[begin GIVEN DATA]

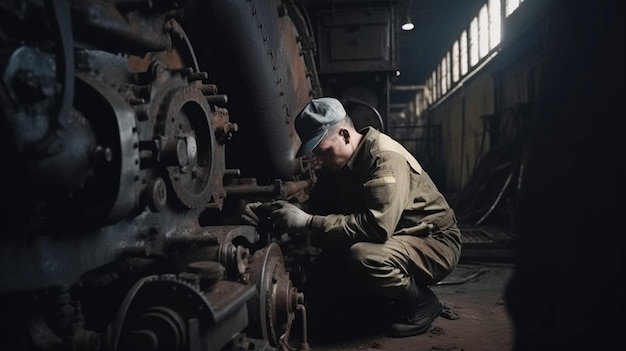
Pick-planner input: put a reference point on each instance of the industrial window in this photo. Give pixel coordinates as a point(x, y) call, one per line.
point(449, 70)
point(455, 62)
point(473, 42)
point(476, 43)
point(483, 32)
point(510, 6)
point(495, 23)
point(463, 53)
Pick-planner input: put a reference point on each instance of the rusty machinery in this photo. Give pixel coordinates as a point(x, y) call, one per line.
point(133, 132)
point(122, 229)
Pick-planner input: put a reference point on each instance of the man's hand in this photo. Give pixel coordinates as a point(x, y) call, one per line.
point(289, 217)
point(250, 214)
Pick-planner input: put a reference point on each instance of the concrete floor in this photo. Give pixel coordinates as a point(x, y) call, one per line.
point(474, 291)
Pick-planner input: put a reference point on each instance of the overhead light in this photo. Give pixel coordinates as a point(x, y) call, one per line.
point(408, 25)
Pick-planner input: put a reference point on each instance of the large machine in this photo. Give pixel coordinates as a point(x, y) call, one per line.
point(133, 133)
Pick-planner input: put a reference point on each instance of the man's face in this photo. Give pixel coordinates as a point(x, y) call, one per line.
point(332, 153)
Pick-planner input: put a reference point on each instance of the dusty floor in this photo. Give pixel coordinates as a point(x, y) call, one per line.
point(475, 292)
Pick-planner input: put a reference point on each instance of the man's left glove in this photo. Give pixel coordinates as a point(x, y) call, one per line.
point(250, 214)
point(289, 217)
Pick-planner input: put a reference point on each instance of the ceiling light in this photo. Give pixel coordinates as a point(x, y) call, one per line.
point(408, 25)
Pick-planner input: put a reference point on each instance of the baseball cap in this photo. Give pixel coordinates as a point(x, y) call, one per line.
point(314, 121)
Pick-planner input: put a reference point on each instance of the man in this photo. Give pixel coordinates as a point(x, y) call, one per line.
point(376, 209)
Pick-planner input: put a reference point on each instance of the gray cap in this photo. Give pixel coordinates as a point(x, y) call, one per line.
point(314, 121)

[end GIVEN DATA]

### DESCRIPTION OF THE TASK
Reproduce every one of the records above verbatim, omitting the pictures from your answer.

### THE SOLUTION
Pick-planner input: put a reference point on each instance of the industrial window in this photo. Give pixel coordinates as a point(x, y) call, one per line.
point(449, 70)
point(455, 62)
point(473, 42)
point(476, 43)
point(483, 32)
point(510, 6)
point(495, 23)
point(463, 53)
Pick-planner input: put a reference point on each instance of the rusty machinery in this photo. Give pixel coordinates as a point(x, y) call, one per line.
point(133, 132)
point(122, 229)
Pick-planner input: put a reference point on each instance of the man's hand in this photo. Give pixel coordinates as a point(x, y) call, one per line.
point(289, 217)
point(250, 214)
Pick-planner input: put a reference point on each instance of the concrete floor in this photo. Give pixel coordinates as a point(x, y) call, one per line.
point(474, 291)
Pick-planner input: put a reference point on each instance of the overhead light in this photo. Give pixel coordinates as a point(x, y) call, one per line.
point(408, 25)
Pick-planner input: put a reference point on each instance of the large machine in this photo. Give pixel coordinates as a point(x, y) call, one per line.
point(133, 133)
Pick-planner input: put a reference point on each instance of the man's face in this photo. Give pixel coordinates as a point(x, y) call, one per line.
point(332, 153)
Pick-planner input: put a reference point on each instance of the dusty floor in this photo. Give pixel coordinates as a point(x, y) call, one per line.
point(475, 292)
Pick-planner input: put a reference point on each instance of the man's left glove in this photo. Give pixel coordinates as a point(x, y) call, one per line.
point(250, 214)
point(289, 217)
Pick-planner input: put a reference point on each instance of the ceiling light in this photo. Give pixel coordinates as a point(x, y) call, one per line.
point(408, 25)
Pick-planner input: put a reference point on each instance of the baseball cap in this photo. Give pixel coordinates as a point(x, y) call, one per line.
point(314, 121)
Pick-planner input: put a reference point on each instance of the man in this photo. Give pixel coordinates as a point(x, y) call, one per line.
point(376, 209)
Pick-planner input: put a reference point on each instance of the gray cap in this photo. Give pixel coordinates as a point(x, y) call, one per line.
point(314, 121)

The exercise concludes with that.